- **Given exercise 1**
Turn the saved entries, from their first line through the line containing "POLYGON ((26 184, 0", into a numbered list, leaving out any blank lines.

** BEGIN Selection **

Each cell is capable of absorbing chemical data from its immediate surface and transmitting it to the rest of the colony…. They are capable of eating through almost any obstacle to their progress. Once the lichen are in the house, to keep them in Barney cuts his finger and drips blood across the doorways and window sills, hoping the immunity pill he took earlier was still in his bloodstream.
Knowing that the lichen eat almost anything, and wanting to keep them as a possible weapon to use against the others, Barney throws them a package of bologna still in its plastic.
Not only is Barney worried about losing The Piggy and his own life, but he suddenly realizes his parents may come home and could be eaten by the lichen or killed by any one of the other three aliens. Thanks to the immunity pill, Barney is ignored by the other lichen as they ooze over the floor devouring everything, including lots of tiny bugs: The game was invented for that very purpose, and this is still the first game.
Barney, deciding it would be less dangerous for the lichen to win The Piggy, is able to tell them where it is hidden and leads them to it. The fact that his immunity to them has probably worn off worries Barney. As the lichen are leaving the house, they try to get around Barney, who is trying to break away from them. Barney says, "I did the lichen equivalent of elbowing and kicking as they swarmed past me, cursing me, furious and uncomprehending.
This makes the reader cringe along with Barney but also chuckle at the absurdity of it all. As they blast away in their ships, the three aliens decide Barney is more stupid than they thought, because he did not kill them when he had a chance. They zoom away in pursuit of the lichen, who are on their way back to their planet with The Piggy.

** END Selection **
** BEGIN Dataset content **

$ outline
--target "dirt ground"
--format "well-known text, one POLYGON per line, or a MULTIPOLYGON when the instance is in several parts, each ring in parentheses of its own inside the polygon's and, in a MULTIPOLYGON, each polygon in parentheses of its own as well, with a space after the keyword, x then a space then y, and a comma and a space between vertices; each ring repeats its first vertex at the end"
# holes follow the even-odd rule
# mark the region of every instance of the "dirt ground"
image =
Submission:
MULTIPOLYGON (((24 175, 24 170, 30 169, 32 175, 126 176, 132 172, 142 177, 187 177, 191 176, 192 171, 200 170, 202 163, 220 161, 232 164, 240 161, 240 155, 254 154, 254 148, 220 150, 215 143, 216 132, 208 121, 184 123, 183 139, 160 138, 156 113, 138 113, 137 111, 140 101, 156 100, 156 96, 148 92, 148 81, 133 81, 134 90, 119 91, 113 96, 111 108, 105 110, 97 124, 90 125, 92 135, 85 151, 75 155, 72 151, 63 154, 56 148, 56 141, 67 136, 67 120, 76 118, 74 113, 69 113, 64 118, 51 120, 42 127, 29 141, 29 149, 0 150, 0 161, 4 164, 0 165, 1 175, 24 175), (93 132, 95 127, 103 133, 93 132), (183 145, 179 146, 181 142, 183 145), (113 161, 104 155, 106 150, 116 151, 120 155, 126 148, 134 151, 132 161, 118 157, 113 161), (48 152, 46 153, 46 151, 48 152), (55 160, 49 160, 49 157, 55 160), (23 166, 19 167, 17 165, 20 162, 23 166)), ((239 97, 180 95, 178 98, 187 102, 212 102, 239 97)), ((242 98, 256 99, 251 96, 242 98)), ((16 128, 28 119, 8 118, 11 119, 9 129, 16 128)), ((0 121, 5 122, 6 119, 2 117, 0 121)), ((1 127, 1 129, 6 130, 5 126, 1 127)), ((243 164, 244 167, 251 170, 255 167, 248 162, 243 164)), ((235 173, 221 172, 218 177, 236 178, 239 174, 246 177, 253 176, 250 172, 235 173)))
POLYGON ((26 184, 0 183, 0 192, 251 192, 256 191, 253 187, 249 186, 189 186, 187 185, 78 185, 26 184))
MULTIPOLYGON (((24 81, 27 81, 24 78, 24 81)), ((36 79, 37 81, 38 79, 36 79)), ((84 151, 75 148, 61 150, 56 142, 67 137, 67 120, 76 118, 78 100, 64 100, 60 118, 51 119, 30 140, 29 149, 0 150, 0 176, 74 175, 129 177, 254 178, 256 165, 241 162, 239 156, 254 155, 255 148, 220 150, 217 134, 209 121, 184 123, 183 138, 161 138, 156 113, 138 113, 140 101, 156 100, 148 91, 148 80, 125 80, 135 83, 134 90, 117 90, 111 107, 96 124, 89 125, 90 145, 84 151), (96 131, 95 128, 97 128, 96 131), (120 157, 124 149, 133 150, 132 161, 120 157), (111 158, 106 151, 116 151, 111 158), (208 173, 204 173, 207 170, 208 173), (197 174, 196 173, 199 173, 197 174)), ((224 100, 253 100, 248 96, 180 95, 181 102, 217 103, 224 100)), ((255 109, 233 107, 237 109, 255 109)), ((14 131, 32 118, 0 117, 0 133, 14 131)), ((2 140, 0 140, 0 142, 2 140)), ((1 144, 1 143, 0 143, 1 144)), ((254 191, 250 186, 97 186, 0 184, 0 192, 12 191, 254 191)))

** END Dataset content **

- **Given exercise 2**
Carry on the passage about Barney, the lichen, and The Piggy from the point where it stops.

- **Answer 1**
1. $ outline
2. --target "dirt ground"
3. --format "well-known text, one POLYGON per line, or a MULTIPOLYGON when the instance is in several parts, each ring in parentheses of its own inside the polygon's and, in a MULTIPOLYGON, each polygon in parentheses of its own as well, with a space after the keyword, x then a space then y, and a comma and a space between vertices; each ring repeats its first vertex at the end"
4. # holes follow the even-odd rule
5. # mark the region of every instance of the "dirt ground"
6. image =
7. Submission:
8. MULTIPOLYGON (((24 175, 24 170, 30 169, 32 175, 126 176, 132 172, 142 177, 187 177, 191 176, 192 171, 200 170, 202 163, 220 161, 232 164, 240 161, 240 155, 254 154, 254 148, 220 150, 215 143, 216 132, 208 121, 184 123, 183 139, 160 138, 156 113, 138 113, 137 111, 140 101, 156 100, 156 96, 148 92, 148 81, 133 81, 134 90, 119 91, 113 96, 111 108, 105 110, 97 124, 90 125, 92 135, 85 151, 75 155, 72 151, 63 154, 56 148, 56 141, 67 136, 67 120, 76 118, 74 113, 69 113, 64 118, 51 120, 42 127, 29 141, 29 149, 0 150, 0 161, 4 164, 0 165, 1 175, 24 175), (93 132, 95 127, 103 133, 93 132), (183 145, 179 146, 181 142, 183 145), (113 161, 104 155, 106 150, 116 151, 120 155, 126 148, 134 151, 132 161, 118 157, 113 161), (48 152, 46 153, 46 151, 48 152), (55 160, 49 160, 49 157, 55 160), (23 166, 19 167, 17 165, 20 162, 23 166)), ((239 97, 180 95, 178 98, 187 102, 212 102, 239 97)), ((242 98, 256 99, 251 96, 242 98)), ((16 128, 28 119, 8 118, 11 119, 9 129, 16 128)), ((0 121, 5 122, 6 119, 2 117, 0 121)), ((1 127, 1 129, 6 130, 5 126, 1 127)), ((243 164, 244 167, 251 170, 255 167, 248 162, 243 164)), ((235 173, 221 172, 218 177, 236 178, 239 174, 246 177, 253 176, 250 172, 235 173)))
9. POLYGON ((26 184, 0 183, 0 192, 251 192, 256 191, 253 187, 249 186, 189 186, 187 185, 78 185, 26 184))

- **Answer 2**
The game goes on. The messed-up house is Barney's only proof all these events were not a dream. His life will now return to normal—or will it? He has had several exciting days in the company of three highly unusual people who have almost treated him as an equal and who have involved him in life-and-death situations.
He has been attracted to an exciting female, an experience that may result in a new interest in the females of his own species. Barney has become more aware and will face the future as a more confident young man. Barney's parents seem oblivious of his activities. They have brought him to the beach for a vacation, knowing he is allergic to the sun. During the day they are on the beach and at night they watch TV.
When his middle-aged, out-of-shape parents disagree on what the three neighbors look like, Barney thinks they are behaving childishly as they try to rationalize their way out of being compared unfavorably with the new arrivals. Barney is also surprised that they are so interested in finding out about neighbors who have no obvious social position.
On the beach Barney sees his mother as a "greased corpse" among the others and escapes back to the "safe darkness of the house. The parents are not much concerned about leaving their son to be entertained by the neighbors; instead they caution him not to make a pest of himself. When Barney is faced with the knowledge that the three are aliens and he is in the real game of Interstellar Pig, he has no adult to turn to for help or advice.
Rather, he is the responsible one who must try to save the earth, save himself, and protect his parents from the aliens. He alone is able to see the aliens for what they are, perhaps because he is a teenager. At least Manny thinks so. He says, "Maybe they're harder to put things over on than—.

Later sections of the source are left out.